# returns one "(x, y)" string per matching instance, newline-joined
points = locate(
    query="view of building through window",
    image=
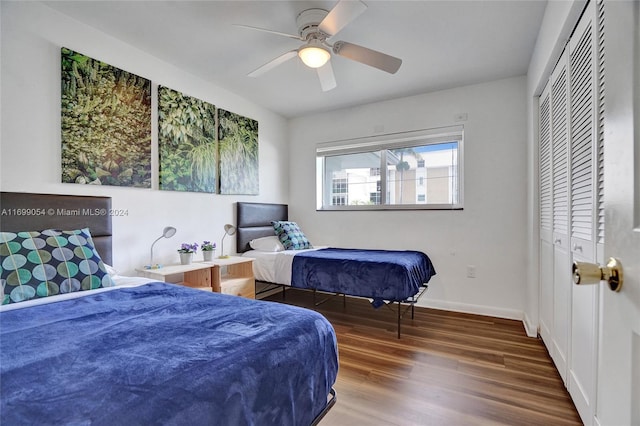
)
(417, 175)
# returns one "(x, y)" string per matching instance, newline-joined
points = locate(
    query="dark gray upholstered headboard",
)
(36, 212)
(254, 221)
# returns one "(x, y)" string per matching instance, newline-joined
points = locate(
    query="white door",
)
(618, 398)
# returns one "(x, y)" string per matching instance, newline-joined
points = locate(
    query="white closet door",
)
(560, 189)
(546, 219)
(583, 71)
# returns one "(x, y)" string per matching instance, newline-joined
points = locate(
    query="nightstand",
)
(196, 275)
(232, 275)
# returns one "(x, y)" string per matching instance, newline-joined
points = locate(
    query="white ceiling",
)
(443, 44)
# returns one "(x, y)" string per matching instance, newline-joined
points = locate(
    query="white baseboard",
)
(529, 328)
(490, 311)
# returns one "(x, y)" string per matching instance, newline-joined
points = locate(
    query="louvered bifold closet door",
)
(583, 79)
(584, 131)
(560, 196)
(600, 152)
(560, 150)
(546, 217)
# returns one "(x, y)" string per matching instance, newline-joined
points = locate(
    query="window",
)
(412, 170)
(339, 192)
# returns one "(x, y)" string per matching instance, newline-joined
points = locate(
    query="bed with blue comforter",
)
(381, 275)
(164, 354)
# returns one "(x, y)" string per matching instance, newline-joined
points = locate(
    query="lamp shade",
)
(228, 230)
(167, 232)
(314, 55)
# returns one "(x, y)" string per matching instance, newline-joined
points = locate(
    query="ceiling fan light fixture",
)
(314, 56)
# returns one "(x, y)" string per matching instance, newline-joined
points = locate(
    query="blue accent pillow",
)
(290, 235)
(40, 264)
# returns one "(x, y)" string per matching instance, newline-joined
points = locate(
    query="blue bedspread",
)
(163, 354)
(377, 274)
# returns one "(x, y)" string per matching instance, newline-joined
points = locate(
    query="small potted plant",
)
(186, 251)
(208, 250)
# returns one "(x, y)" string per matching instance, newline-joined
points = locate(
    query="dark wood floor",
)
(447, 369)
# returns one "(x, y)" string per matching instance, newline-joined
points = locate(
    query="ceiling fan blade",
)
(268, 31)
(274, 63)
(367, 56)
(341, 14)
(326, 76)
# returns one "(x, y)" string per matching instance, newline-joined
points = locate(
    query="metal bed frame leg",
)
(399, 318)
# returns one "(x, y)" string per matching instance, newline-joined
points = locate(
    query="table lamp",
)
(228, 230)
(168, 232)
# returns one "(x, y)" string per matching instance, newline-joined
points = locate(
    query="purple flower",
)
(188, 248)
(208, 246)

########################################

• **TASK OBJECTIVE**
How many lines in the records above contain the string "dark", with case counting? Reply with the number alone.

• **REPLY TO THE TASK**
2